<<<<

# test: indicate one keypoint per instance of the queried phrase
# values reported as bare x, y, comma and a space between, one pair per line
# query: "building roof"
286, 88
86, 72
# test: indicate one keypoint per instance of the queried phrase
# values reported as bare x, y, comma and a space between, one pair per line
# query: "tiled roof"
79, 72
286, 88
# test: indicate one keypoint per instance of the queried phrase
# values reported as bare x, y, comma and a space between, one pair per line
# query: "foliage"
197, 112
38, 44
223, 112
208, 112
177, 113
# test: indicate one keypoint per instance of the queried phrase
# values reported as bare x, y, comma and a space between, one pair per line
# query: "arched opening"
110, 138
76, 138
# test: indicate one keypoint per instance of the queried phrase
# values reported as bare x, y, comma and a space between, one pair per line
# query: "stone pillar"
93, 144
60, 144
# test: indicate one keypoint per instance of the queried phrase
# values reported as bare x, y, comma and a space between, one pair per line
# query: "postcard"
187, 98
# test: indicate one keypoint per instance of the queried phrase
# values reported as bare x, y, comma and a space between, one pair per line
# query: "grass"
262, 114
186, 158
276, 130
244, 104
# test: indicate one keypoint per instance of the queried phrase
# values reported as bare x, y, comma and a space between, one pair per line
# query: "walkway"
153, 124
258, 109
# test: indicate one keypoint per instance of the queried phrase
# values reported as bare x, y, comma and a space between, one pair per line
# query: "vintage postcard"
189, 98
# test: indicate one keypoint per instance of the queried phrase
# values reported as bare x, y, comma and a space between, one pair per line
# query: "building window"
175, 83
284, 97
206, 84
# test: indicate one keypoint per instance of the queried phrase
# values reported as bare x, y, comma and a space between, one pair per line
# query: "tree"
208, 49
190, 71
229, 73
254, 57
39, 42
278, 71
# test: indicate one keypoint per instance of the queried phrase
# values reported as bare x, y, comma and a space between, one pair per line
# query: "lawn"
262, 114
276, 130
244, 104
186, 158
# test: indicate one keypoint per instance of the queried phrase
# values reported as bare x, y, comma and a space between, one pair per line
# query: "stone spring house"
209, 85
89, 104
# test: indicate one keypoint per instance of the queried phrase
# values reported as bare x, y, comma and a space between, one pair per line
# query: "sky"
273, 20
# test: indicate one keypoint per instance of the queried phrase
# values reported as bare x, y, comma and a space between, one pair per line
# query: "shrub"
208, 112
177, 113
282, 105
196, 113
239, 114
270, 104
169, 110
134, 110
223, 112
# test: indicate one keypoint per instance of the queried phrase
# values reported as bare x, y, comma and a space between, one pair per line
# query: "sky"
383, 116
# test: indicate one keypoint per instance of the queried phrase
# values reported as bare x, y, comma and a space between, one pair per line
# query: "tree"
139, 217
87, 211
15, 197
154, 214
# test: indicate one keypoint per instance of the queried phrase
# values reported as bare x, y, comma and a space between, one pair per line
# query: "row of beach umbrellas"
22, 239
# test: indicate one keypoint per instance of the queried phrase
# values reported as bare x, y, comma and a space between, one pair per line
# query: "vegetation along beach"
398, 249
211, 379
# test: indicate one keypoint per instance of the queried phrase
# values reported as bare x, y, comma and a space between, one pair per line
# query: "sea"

>>>>

Show each line of the data above that contains the word "stone".

# query: "stone pillar"
# query: "stone spring house"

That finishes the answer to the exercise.